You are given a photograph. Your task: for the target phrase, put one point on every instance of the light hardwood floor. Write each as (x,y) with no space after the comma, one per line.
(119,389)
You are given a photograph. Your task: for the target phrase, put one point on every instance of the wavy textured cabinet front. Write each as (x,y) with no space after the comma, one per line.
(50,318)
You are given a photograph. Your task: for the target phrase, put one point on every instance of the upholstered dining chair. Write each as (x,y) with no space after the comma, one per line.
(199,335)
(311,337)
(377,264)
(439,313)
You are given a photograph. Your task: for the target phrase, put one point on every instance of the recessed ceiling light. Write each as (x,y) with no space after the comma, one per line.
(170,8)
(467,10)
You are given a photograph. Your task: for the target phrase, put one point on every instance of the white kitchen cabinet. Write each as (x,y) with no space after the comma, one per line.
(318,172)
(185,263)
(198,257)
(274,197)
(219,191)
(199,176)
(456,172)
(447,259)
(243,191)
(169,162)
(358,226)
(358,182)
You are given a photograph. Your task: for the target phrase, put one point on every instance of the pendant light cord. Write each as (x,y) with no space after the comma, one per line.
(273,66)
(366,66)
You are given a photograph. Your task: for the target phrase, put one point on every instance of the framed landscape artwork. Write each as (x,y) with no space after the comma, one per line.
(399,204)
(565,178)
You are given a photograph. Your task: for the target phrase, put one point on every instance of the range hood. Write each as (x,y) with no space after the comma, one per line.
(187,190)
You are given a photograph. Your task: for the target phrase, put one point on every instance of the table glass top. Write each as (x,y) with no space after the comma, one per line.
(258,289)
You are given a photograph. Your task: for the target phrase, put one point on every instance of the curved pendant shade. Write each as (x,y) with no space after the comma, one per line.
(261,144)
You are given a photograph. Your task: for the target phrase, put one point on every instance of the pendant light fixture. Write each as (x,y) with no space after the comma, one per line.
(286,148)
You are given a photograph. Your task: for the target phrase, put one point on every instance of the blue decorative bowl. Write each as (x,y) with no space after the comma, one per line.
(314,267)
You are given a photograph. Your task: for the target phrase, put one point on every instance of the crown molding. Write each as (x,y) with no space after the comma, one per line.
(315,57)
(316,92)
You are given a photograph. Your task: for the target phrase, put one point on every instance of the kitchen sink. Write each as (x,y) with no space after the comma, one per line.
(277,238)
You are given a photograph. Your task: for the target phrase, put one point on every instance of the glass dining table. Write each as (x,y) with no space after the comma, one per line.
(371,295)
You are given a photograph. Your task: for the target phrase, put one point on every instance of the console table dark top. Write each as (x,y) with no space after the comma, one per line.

Requirement
Write out, word for word, the lines from the one containing "of the crown" through the last line of the entries, both included.

Solution below
You are given a photograph. Your task: for the target phrase, put one point on every instance of the crown molding. Write each as (x,y) with no space after the comma, one per line.
(315,57)
(316,92)
You are given a photograph. Your task: for the target phrase, put one point on every instance of the kitchen sink. Write each as (x,y) with no space after the comma, one per line.
(277,238)
You are given a photograph. Your task: for the target phrase, put one point on every instance of the glass dining table. Write each as (x,y) with no space after the comma, one per line.
(371,295)
You are given a photograph. Your task: for the target phrase, put one point on every instance of the console table dark top. Write each as (x,y) with no space after the comma, one per line.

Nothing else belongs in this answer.